### Aim of the exercise
In the material below, find the line with "Put a point on the light switch" and the line with "Put a point on the cabinet door", then output those two lines and every line between them, exactly.

### Study material
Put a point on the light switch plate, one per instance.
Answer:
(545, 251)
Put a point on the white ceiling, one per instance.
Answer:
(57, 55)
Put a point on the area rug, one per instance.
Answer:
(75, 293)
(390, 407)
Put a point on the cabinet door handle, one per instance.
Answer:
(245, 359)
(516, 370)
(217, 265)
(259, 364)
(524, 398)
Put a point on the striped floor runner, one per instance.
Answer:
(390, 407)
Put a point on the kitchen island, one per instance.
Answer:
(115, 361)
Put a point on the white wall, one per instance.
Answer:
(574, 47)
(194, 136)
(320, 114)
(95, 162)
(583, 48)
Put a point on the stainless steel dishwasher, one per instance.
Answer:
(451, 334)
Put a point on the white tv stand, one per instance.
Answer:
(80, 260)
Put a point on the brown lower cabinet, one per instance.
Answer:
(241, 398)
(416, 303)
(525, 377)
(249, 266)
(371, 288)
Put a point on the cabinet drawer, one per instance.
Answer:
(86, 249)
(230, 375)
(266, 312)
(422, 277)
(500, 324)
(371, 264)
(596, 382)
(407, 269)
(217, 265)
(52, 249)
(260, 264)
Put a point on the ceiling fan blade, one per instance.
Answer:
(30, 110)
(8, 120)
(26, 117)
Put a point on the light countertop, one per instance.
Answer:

* * *

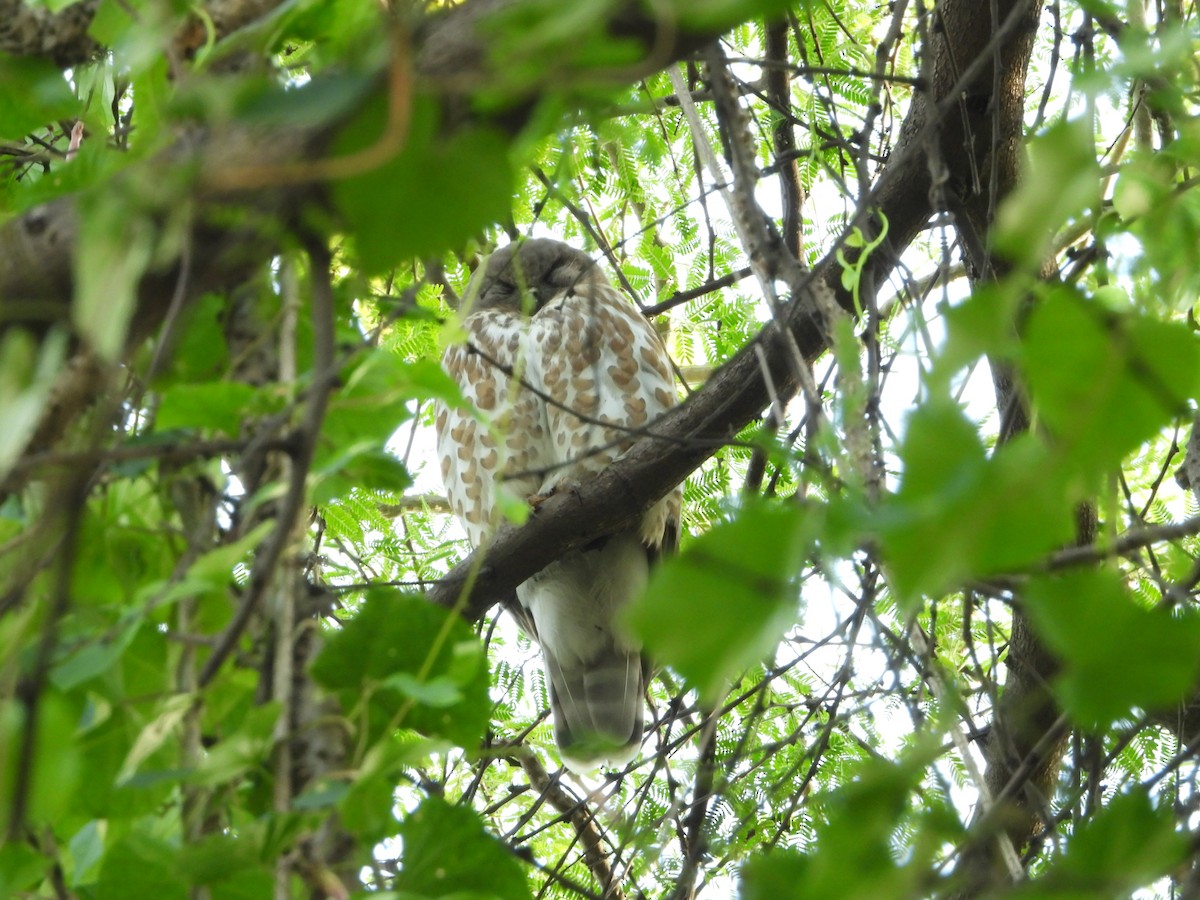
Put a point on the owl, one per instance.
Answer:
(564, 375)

### Answer box
Put a point on the light switch plate, one per instance.
Answer:
(545, 251)
Put a point on the white ceiling, one per instance.
Answer:
(57, 55)
Put a point on the area rug, one per instance.
Answer:
(75, 293)
(390, 407)
Put a point on the cabinet door handle, one per instance.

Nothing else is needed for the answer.